Filter the rows below down to every line that contains the word "asphalt", and copy those lines unchanged.
BEGIN WORKING DATA
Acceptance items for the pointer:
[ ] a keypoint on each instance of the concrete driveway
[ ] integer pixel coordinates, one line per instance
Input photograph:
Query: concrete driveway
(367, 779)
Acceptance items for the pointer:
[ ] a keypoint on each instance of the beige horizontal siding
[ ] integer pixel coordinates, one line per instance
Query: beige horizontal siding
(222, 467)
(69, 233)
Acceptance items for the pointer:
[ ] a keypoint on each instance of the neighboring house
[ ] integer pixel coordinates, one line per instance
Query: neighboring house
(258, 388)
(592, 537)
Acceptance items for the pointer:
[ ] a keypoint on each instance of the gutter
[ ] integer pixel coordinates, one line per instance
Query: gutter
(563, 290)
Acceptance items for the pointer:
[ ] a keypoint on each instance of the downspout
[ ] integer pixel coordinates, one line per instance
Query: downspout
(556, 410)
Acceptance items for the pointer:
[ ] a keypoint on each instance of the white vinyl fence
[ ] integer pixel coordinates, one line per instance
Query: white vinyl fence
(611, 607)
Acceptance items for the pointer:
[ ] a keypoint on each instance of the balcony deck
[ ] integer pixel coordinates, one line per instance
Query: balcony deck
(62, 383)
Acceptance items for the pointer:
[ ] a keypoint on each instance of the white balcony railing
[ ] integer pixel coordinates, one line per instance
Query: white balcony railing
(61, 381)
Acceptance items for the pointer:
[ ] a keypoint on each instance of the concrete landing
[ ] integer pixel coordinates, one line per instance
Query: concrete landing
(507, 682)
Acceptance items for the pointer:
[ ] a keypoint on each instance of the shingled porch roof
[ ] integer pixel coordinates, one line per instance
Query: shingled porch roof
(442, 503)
END WORKING DATA
BEGIN WORKING DATA
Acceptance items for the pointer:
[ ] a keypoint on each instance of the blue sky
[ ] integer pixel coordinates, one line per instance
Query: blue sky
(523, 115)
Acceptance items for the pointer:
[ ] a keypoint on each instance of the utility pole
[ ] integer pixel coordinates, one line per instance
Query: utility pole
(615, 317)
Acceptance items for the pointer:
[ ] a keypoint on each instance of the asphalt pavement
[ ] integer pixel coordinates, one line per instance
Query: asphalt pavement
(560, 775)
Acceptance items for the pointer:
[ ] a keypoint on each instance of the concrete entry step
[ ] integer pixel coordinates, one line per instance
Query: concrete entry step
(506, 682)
END WORKING DATA
*RESULT OF THIS TASK:*
[ ] a keypoint on each instance of the asphalt pavement
Query: asphalt pavement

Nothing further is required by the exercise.